- _Text provided_
In 1986, Medley and former Number Ones artist Gladys Knight recorded “Loving On Borrowed Time,” a song for the soundtrack of the awesomely stupid Sylvester Stallone vehicle Cobra. Medley thought that song was his ticket back to the big-time, but it missed the Hot 100 entirely. So when Jimmy Ienner came calling to offer Medley another soundtrack song — for a movie with no stars, with a title that sounded like porn — Medley turned him down. Medley had remarried, and his wife was about to have a baby. He didn’t want to go to New York to make another record that was bound to flop.

Ienner kept trying to convince Medley to record the song for two months. Finally, Ienner told Medley that he could record the song in LA and that he could sing it as a duet with Jennifer Warnes. That did it. Five years earlier, Warnes and Joe Cocker had released “Up Where We Belong,” the love-theme duet from An Officer And A Gentleman. The song had topped the Hot 100 and won an Oscar. That’s a pretty good pedigree, and Medley was a fan of Warnes anyway. By that point, Medley’s daughter had been born, and Medley agreed to record the song. These days, when Bill Medley sings “(I’ve Had) The Time Of My Life” in concert, the person who sings Jennifer Warnes’ part is Medley’s daughter McKenna, who was born just before he recorded it.

Jennifer Warnes hadn’t made any hits since “Up Where We Belong.” She’d recorded more songs for more movie soundtracks — Twilight Zone: The Movie, All The Right Moves, Blind Date — but none of those songs had hit. Warnes had already kept working with her friend Leonard Cohen, singing on all of his records. Earlier in 1987, she’d released Famous Blue Raincoat, her own album of Leonard Cohen covers. It wasn’t exactly a blockbuster. But for whatever reason, Warnes’ big, honeyed voice just worked for ’80s-movie ballads. On “(I’ve Had) The Time Of My Life,” she and Medley make sense together.

- _Data_
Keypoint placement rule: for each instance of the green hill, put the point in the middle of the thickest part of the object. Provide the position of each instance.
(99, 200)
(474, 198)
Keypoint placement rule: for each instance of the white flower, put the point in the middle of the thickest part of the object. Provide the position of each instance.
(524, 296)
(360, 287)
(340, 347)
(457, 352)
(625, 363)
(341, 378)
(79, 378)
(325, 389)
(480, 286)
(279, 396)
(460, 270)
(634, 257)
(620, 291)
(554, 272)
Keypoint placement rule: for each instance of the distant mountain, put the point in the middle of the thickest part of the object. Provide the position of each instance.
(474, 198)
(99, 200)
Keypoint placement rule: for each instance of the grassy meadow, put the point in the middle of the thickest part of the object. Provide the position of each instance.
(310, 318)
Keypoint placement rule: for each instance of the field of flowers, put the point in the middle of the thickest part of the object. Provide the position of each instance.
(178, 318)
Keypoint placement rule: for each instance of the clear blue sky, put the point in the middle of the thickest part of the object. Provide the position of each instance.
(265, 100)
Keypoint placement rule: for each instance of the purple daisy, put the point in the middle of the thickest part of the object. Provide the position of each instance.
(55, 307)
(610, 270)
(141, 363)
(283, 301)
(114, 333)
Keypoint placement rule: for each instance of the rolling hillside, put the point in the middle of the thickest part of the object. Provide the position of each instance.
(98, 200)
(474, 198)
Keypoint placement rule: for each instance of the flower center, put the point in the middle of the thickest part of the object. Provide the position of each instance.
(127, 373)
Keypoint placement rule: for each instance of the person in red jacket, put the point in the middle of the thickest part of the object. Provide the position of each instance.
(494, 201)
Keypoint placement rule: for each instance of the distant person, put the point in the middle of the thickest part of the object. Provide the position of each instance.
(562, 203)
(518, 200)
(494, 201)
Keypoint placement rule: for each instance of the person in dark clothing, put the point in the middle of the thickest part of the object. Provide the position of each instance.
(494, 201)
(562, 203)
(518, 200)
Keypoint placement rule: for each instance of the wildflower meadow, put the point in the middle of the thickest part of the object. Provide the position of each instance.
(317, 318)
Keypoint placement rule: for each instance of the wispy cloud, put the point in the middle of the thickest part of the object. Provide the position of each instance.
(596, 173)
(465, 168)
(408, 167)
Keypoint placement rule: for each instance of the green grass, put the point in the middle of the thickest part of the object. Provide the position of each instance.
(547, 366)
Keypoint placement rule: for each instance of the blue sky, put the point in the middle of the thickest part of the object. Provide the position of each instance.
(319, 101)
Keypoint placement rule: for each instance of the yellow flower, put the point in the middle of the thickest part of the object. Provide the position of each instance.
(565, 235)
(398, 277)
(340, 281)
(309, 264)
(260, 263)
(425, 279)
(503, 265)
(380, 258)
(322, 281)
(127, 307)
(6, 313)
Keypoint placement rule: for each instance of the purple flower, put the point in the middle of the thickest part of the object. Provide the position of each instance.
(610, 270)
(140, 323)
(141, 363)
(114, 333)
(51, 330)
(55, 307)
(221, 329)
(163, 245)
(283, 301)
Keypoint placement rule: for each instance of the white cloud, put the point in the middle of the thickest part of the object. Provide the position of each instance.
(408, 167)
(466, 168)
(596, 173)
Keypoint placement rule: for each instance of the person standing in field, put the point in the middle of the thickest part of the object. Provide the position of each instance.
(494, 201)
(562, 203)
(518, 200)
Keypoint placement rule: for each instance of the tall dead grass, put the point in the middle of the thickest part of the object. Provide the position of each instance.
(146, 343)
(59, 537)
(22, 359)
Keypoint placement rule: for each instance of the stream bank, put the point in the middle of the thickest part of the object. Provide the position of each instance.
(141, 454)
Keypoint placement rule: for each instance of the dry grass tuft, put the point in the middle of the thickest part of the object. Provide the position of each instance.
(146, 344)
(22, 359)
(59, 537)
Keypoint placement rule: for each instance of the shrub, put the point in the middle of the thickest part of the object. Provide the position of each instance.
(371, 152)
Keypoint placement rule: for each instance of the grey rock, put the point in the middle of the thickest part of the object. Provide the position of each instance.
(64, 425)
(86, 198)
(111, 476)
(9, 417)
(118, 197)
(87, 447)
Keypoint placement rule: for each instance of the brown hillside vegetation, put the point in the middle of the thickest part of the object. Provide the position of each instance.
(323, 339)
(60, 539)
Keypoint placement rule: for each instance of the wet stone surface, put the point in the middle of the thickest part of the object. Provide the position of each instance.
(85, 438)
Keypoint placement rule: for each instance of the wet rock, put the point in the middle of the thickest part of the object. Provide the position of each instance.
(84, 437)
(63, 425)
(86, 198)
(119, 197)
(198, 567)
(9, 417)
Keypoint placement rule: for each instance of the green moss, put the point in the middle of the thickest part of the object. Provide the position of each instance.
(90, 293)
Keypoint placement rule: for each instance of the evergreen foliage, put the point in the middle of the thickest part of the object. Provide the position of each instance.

- _Challenge_
Answer these from the text about Bill Medley and Jennifer Warnes:
1. Which film's soundtrack included "Loving On Borrowed Time"?
2. Who sings Jennifer Warnes' part when Medley performs "(I've Had) The Time Of My Life" in concert?
3. What was the title of Warnes' 1987 album of Leonard Cohen covers?

- _Worked solution_
1. Cobra
2. Medley's daughter McKenna
3. Famous Blue Raincoat